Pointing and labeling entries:
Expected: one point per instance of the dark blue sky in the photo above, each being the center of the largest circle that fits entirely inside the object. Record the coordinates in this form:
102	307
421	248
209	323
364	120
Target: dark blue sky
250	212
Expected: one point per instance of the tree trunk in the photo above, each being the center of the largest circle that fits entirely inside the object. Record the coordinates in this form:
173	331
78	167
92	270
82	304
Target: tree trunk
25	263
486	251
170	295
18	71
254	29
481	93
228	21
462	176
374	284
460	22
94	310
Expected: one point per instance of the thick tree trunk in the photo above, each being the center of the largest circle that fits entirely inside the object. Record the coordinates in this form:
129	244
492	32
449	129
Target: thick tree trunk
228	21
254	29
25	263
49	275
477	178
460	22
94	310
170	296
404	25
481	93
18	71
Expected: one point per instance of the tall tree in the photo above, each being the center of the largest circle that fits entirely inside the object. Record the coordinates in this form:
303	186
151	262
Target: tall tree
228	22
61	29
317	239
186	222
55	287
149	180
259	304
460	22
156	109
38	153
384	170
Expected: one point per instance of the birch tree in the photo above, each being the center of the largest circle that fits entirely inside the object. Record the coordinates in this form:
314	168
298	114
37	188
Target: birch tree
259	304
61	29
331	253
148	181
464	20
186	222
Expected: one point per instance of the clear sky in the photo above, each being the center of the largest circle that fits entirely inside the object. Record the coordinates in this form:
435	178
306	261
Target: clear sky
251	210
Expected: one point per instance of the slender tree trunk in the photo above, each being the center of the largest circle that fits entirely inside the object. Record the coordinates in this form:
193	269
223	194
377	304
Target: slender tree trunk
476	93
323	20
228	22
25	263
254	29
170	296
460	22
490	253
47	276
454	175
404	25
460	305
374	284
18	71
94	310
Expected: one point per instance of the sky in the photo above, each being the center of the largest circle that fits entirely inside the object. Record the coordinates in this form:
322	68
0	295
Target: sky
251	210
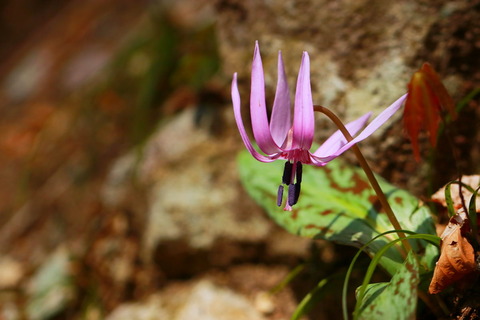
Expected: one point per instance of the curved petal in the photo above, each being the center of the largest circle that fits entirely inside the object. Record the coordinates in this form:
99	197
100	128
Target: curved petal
337	140
280	122
258	110
241	127
371	128
303	121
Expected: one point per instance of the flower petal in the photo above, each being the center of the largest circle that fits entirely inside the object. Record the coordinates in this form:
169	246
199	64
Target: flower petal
258	110
371	128
241	128
337	140
374	125
280	121
303	121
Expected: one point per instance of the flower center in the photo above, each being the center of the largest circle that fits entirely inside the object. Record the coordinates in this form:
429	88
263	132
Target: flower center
292	177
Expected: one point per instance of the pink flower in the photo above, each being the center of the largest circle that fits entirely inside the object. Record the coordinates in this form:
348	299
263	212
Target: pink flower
279	138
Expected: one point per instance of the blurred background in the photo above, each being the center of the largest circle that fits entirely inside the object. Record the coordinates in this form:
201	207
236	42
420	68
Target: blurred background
119	193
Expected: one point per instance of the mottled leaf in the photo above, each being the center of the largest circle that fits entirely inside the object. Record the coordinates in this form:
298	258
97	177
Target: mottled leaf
396	299
337	204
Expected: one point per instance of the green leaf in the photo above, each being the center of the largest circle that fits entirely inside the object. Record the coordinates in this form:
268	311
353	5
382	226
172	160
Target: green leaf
396	299
337	204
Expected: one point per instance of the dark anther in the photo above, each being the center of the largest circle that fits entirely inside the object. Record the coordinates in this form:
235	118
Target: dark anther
297	192
299	172
279	195
291	194
287	173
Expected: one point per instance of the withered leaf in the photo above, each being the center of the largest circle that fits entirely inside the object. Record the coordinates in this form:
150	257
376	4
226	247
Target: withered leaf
457	257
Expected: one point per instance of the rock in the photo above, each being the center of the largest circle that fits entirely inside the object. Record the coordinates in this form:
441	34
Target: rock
11	273
50	290
199	300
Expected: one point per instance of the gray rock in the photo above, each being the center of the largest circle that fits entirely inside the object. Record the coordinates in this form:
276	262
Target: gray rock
199	300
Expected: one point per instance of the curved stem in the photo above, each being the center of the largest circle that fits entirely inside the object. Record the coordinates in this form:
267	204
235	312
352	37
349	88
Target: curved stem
371	177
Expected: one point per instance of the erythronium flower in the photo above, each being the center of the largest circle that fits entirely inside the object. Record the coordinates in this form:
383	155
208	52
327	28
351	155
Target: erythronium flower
282	138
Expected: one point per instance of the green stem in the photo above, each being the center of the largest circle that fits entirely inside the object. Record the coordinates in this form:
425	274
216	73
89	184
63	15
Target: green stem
371	177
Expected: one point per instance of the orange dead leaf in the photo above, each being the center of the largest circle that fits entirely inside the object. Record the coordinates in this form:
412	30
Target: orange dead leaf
457	257
427	99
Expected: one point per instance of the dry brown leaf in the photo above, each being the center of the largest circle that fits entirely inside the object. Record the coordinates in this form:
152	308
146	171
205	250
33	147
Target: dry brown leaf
457	257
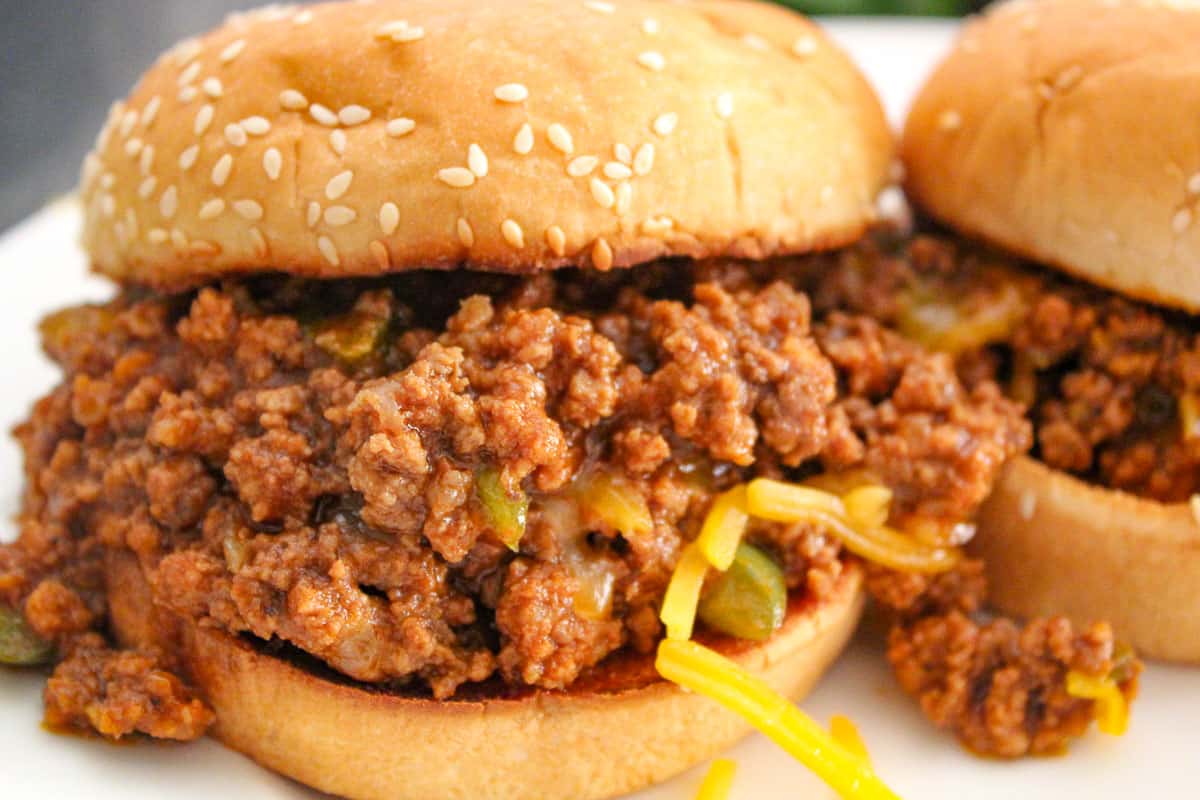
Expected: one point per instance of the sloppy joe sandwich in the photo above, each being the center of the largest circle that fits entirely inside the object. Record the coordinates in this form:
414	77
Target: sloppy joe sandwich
1061	133
460	398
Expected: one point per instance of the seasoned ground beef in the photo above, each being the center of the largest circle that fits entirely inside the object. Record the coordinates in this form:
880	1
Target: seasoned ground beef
426	480
1113	385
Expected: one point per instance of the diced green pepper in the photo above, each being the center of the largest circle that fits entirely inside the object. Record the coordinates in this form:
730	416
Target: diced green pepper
19	647
505	515
352	337
749	600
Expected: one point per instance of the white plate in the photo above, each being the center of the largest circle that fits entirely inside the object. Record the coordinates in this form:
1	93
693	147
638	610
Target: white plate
1157	758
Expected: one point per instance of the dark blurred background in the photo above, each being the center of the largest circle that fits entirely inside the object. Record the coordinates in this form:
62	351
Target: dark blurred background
66	60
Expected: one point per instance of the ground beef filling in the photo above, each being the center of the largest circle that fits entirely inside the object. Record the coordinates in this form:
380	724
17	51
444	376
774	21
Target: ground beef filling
1113	385
341	467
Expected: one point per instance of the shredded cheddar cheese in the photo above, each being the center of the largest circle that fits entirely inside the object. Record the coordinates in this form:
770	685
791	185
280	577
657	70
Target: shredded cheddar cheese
723	529
679	602
700	669
1111	710
881	545
846	734
718	781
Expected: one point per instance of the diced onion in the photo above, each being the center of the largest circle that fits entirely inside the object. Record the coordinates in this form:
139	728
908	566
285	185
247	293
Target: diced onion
718	780
723	529
700	669
679	602
846	734
1111	710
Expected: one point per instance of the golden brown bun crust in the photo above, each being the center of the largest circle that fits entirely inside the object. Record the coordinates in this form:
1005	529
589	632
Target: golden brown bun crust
718	127
601	739
1055	545
1066	131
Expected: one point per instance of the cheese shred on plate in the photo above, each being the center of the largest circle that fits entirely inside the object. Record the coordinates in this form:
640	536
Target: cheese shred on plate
718	781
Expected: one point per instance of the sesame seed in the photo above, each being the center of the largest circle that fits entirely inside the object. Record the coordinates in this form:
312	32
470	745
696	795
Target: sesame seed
325	245
582	166
665	124
256	125
561	138
221	170
150	112
401	31
466	233
804	46
601	256
617	170
477	160
168	204
203	120
557	240
456	176
293	101
511	92
645	160
949	120
603	193
233	50
379	253
724	104
389	218
339	185
522	143
259	240
340	215
513	233
189	73
624	197
235	134
658	226
352	115
211	209
323	115
755	42
187	158
249	209
1181	221
652	60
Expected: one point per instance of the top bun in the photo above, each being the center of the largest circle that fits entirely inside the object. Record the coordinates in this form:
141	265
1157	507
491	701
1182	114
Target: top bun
349	139
1069	132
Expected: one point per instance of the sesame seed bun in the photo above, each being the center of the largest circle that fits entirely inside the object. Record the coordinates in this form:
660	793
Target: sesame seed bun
351	139
1055	545
613	733
1066	132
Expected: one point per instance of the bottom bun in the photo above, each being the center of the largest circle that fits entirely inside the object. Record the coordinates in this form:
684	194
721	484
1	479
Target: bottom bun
611	733
1056	545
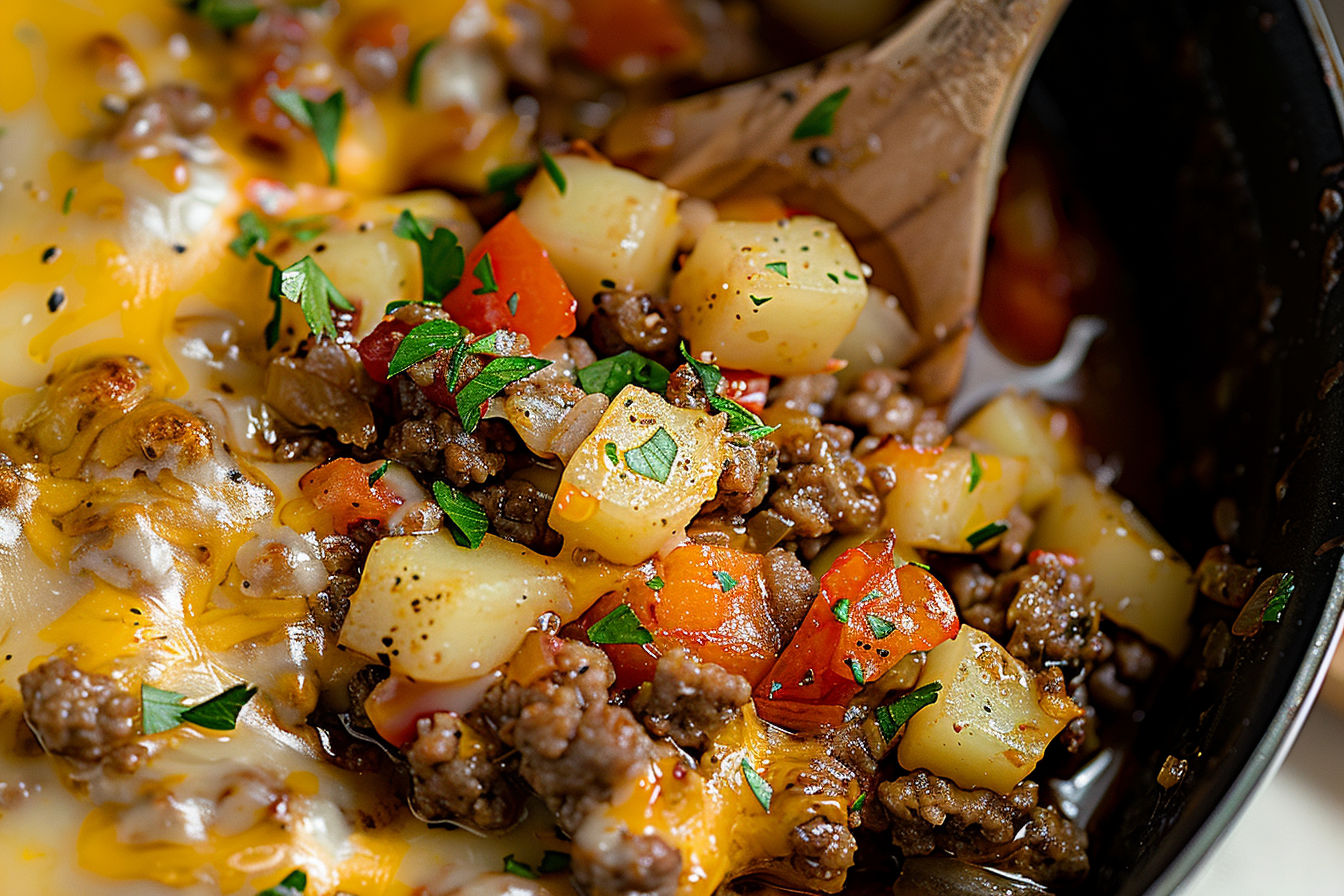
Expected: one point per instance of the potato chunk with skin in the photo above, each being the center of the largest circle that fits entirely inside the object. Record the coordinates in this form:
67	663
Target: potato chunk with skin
936	504
609	225
1139	579
993	716
774	297
628	490
440	611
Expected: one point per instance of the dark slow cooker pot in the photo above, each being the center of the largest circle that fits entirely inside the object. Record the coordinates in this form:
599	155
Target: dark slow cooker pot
1206	136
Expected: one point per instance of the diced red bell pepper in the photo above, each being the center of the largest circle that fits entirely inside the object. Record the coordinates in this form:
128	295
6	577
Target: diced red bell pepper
342	489
530	296
712	602
890	610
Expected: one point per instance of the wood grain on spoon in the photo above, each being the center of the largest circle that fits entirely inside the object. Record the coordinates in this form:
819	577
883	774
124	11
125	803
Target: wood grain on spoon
910	169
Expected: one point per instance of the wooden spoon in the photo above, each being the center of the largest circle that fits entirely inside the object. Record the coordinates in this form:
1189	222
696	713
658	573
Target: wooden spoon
910	169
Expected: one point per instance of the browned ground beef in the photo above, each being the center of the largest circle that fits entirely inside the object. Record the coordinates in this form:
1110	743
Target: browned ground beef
690	701
518	511
452	782
624	320
820	486
79	715
928	813
790	589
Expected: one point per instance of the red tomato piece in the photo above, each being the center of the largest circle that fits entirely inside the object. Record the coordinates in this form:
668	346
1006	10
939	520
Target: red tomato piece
867	617
342	489
530	296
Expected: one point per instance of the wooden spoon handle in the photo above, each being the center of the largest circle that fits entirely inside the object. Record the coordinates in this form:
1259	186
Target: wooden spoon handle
910	169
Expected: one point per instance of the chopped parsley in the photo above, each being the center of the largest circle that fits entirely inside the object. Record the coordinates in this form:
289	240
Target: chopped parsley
820	120
424	343
161	709
295	884
497	374
977	473
620	626
514	867
1278	601
985	533
252	233
223	15
442	258
855	669
484	272
323	118
890	718
308	286
613	374
758	785
741	421
655	458
465	517
880	628
842	610
413	75
554	172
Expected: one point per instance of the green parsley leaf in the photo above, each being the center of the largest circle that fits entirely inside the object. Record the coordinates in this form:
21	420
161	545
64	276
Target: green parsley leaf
252	233
484	272
425	341
741	421
1278	601
465	517
613	374
842	610
977	473
820	120
985	533
497	374
655	458
321	118
890	718
554	172
880	628
855	669
760	786
307	285
295	884
620	626
225	15
442	259
515	867
413	75
161	709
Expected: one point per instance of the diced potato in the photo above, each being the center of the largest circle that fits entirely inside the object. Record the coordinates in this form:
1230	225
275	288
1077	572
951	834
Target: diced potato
784	320
440	611
604	505
1140	580
933	505
993	716
1027	427
609	225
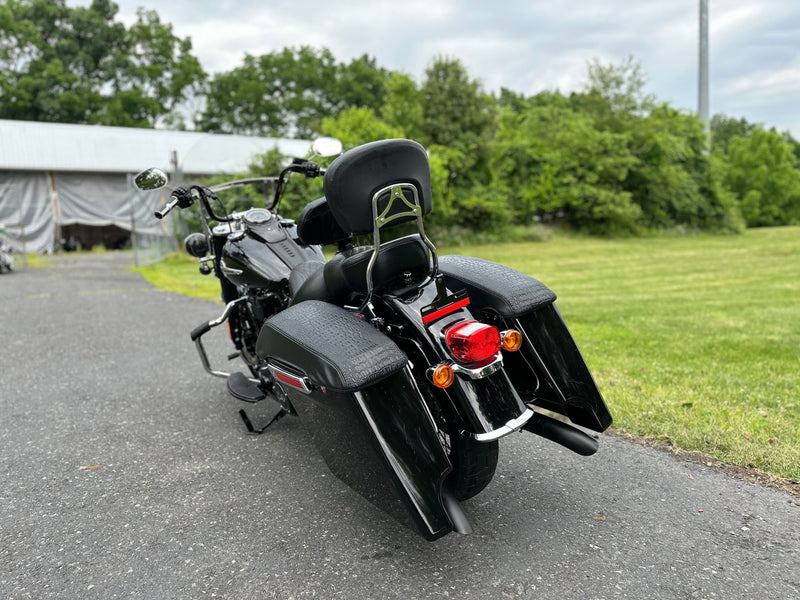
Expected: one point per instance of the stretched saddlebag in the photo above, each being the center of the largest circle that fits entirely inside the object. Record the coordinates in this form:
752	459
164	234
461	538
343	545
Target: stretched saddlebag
351	388
549	371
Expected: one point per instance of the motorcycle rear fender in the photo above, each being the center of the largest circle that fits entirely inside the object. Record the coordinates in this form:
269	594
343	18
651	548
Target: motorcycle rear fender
487	406
549	370
353	390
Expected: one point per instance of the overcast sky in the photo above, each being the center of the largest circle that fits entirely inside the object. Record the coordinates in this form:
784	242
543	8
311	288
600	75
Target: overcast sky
527	46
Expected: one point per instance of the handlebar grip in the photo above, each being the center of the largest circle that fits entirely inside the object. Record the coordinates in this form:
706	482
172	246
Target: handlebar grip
160	214
200	330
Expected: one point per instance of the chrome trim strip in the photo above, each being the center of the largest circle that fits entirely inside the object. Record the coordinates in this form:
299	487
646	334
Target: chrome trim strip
228	270
303	383
480	372
510	427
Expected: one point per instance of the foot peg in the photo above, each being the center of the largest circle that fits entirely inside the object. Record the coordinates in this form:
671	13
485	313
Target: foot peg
249	424
242	388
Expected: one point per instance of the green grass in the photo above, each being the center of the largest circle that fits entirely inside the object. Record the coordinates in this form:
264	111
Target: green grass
694	341
179	273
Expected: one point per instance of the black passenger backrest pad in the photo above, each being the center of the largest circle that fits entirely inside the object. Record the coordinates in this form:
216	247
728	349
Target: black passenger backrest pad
353	179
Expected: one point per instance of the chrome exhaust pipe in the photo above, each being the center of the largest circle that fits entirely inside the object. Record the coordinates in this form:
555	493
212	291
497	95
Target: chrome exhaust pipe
561	433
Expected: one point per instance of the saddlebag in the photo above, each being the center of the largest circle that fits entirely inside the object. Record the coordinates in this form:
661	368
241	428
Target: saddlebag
353	391
549	371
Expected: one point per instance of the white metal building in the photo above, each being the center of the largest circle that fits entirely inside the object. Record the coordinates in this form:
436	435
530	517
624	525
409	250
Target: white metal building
54	175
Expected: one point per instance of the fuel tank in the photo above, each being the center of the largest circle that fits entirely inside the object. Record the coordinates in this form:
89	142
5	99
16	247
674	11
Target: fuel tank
265	252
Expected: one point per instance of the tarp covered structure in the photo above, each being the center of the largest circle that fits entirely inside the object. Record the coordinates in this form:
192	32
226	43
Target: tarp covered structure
53	175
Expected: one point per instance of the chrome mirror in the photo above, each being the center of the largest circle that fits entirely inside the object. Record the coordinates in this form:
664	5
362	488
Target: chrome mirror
151	179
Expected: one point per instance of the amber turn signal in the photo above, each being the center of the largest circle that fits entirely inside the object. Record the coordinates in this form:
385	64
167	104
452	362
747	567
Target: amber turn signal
512	340
442	376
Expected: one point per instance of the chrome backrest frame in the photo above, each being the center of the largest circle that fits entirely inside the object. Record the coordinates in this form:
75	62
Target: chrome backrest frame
396	194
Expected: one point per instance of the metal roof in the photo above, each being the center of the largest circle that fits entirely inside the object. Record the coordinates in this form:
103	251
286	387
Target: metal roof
38	146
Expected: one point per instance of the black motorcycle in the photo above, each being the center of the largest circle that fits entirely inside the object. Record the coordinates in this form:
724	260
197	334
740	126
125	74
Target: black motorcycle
405	367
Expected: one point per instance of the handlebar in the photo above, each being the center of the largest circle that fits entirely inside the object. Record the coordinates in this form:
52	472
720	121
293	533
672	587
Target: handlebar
160	214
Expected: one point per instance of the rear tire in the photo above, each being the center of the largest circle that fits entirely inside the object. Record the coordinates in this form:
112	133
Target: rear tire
474	464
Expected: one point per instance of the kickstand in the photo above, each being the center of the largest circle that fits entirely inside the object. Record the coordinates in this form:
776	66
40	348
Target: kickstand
252	430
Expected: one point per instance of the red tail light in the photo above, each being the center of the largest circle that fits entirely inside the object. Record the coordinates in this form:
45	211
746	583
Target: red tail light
473	342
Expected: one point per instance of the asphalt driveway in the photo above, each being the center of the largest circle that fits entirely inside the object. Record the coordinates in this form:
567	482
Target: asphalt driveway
125	472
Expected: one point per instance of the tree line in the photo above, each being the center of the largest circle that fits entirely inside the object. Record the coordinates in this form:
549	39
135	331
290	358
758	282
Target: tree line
608	159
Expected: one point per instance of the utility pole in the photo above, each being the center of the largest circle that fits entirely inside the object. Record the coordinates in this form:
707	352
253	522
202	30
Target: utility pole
702	83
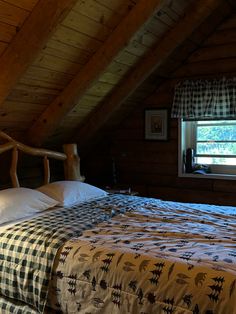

▶ _Required task_
Format the part of the listing that opens with the line containing "Expected: one point per instance of the rear" and runs through the end of the listing as a Markdown table with the columns Row and Listing line. Skip blank lines, and leave the pictures out.

▶ _Correct answer_
| Row | Listing line |
|---|---|
| 1 | Expected: one point per instance of the rear tire in the photo above, each being the center of the largest circle that fits entirely inside the object. Record the coordinates in this form: |
| 2 | 112	133 |
| 3 | Target: rear tire |
| 4 | 474	464 |
| 5 | Expected: one point per instance of the kickstand in the photo above, each being the center of the largest circle that fits entirely inside the object. Record the coordinates in this form: |
| 6 | 776	66 |
| 7 | 40	348 |
| 8 | Target: kickstand |
| 9 | 252	430 |
| 10 | Expected: one point per instance of the red tail light in the photo above, each being the center of the largest circle that fits entirely inside the object. Record the coordinates in this form: |
| 11 | 45	211 |
| 12 | 746	583 |
| 13 | Target: red tail light |
| 14 | 473	342 |
| 15 | Expected: one point per instance of the asphalt driveway in the photo above, each being the center of the largest circle that fits entirely inside the object. Record the coordinates in this form: |
| 16 | 567	482 |
| 17 | Target: asphalt driveway |
| 18 | 125	472 |
| 19 | Expected: one point per instance of the tree line in the photo above, each being the center of the largest circle that fits entirely inside the object. Record the coordinates in this form: |
| 20 | 549	39 |
| 21 | 135	331 |
| 22 | 290	358 |
| 23 | 758	282 |
| 24 | Target: tree line |
| 25 | 608	159 |
| 26 | Expected: one point per instance of the utility pole in the photo above, each being the center of the largest circle that fits entirely inside the object. Record the coordinates in this form: |
| 27 | 707	352 |
| 28 | 253	522 |
| 29 | 202	30 |
| 30 | Target: utility pole |
| 31 | 702	83 |